[Passage given]
----

Remember that credit is never free and can get quite expensive if you have a damaged credit history. Study the terms and conditions of any card that interests you so you know the fees associated with each before making a decision.

Some cards that are designed for consumers who have bad credit can charge setup and annual fees, as well as high interest rates and other charges. But with responsible usage, you can improve your score enough to graduate to a less expensive credit card.

What is a Good First Credit Card?

The key to finding a good first credit card is to pick an issuer you can grow with. This is where credit card newcomers can quickly become confused.

There’s a difference between your credit card issuer and your credit card network. Most of us have seen the Visa, Mastercard, and American Express logos. These are credit card networks — and they process card transactions for issuing banks.

Issuers are Capital One, Bank of America, Chase, Citibank, etc. Those are the issuing banks that are lending you the money on your credit card. They pay a fee to the network to process your transactions.

In some cases, a bank can also run its own network — think American Express and Discover.

When you choose your first credit card, keep your issuing bank in mind. Many larger banks offer cards for several types of consumers.

That means you can start with an entry-level card as your first piece of plastic. But, as your credit rating improves, you can graduate to better cards with higher limits without having to submit new applications and take on unnecessary hard inquiries.

Capital One, for example, offers cards for consumers with new or bad credit all the way up to excellent credit, and provides a bridge to get from one end of the credit score spectrum to the other.

----

[Dataset extract]
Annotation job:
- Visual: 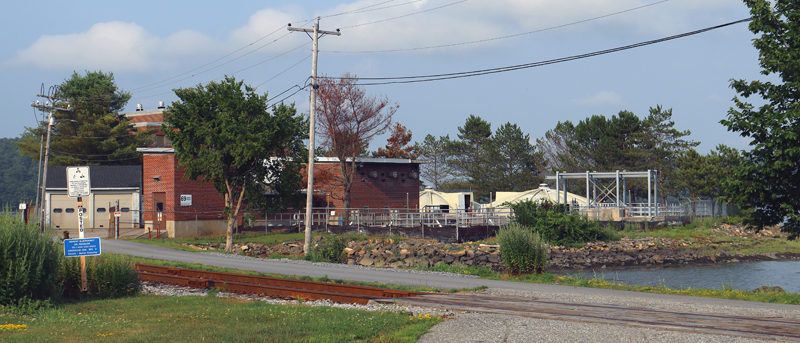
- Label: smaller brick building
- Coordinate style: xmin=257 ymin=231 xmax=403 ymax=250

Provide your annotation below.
xmin=138 ymin=147 xmax=420 ymax=237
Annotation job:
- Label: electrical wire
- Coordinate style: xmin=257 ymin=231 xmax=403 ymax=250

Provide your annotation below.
xmin=131 ymin=19 xmax=313 ymax=91
xmin=320 ymin=0 xmax=425 ymax=18
xmin=253 ymin=54 xmax=311 ymax=89
xmin=320 ymin=0 xmax=670 ymax=54
xmin=231 ymin=42 xmax=311 ymax=75
xmin=267 ymin=85 xmax=308 ymax=107
xmin=342 ymin=0 xmax=469 ymax=29
xmin=319 ymin=18 xmax=752 ymax=86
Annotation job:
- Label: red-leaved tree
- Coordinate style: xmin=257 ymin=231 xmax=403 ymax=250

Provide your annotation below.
xmin=317 ymin=74 xmax=397 ymax=218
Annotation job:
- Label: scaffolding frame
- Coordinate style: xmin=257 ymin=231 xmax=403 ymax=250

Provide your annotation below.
xmin=546 ymin=169 xmax=659 ymax=217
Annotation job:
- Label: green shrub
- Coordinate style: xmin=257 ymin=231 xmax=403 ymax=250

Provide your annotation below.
xmin=510 ymin=200 xmax=614 ymax=245
xmin=62 ymin=255 xmax=141 ymax=299
xmin=305 ymin=237 xmax=347 ymax=263
xmin=497 ymin=223 xmax=550 ymax=274
xmin=0 ymin=211 xmax=62 ymax=307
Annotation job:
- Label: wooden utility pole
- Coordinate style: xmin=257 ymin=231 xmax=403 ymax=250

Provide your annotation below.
xmin=288 ymin=17 xmax=341 ymax=254
xmin=31 ymin=89 xmax=72 ymax=232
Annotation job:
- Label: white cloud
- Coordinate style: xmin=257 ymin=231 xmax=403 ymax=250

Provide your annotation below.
xmin=7 ymin=0 xmax=742 ymax=72
xmin=574 ymin=91 xmax=622 ymax=106
xmin=13 ymin=21 xmax=211 ymax=71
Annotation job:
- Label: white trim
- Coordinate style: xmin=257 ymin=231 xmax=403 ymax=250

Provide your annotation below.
xmin=132 ymin=121 xmax=164 ymax=127
xmin=122 ymin=108 xmax=165 ymax=117
xmin=136 ymin=148 xmax=175 ymax=154
xmin=314 ymin=156 xmax=420 ymax=164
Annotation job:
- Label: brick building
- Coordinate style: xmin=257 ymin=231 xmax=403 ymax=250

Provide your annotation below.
xmin=303 ymin=157 xmax=420 ymax=209
xmin=138 ymin=147 xmax=420 ymax=237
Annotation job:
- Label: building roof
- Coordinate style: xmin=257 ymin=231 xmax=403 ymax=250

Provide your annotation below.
xmin=46 ymin=165 xmax=142 ymax=190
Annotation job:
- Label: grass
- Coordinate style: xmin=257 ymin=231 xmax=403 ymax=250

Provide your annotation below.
xmin=131 ymin=257 xmax=472 ymax=293
xmin=127 ymin=232 xmax=408 ymax=253
xmin=0 ymin=296 xmax=442 ymax=342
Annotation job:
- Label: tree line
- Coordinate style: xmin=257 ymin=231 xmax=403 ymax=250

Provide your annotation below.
xmin=4 ymin=0 xmax=800 ymax=242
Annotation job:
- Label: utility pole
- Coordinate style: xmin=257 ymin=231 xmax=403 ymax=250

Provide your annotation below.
xmin=31 ymin=85 xmax=72 ymax=232
xmin=288 ymin=17 xmax=341 ymax=254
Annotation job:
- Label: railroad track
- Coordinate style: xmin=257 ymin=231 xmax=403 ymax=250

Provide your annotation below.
xmin=135 ymin=263 xmax=430 ymax=304
xmin=377 ymin=294 xmax=800 ymax=342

----

[Your tasks]
a: In the credit card passage, list the issuing banks named in the sentence that begins "Issuers are".
b: According to the credit card passage, what do credit card networks do for issuing banks?
The records were taken from a different source than the credit card passage.

[Answers for the exercise]
a: Capital One, Bank of America, Chase, Citibank

b: They process card transactions for the issuing banks.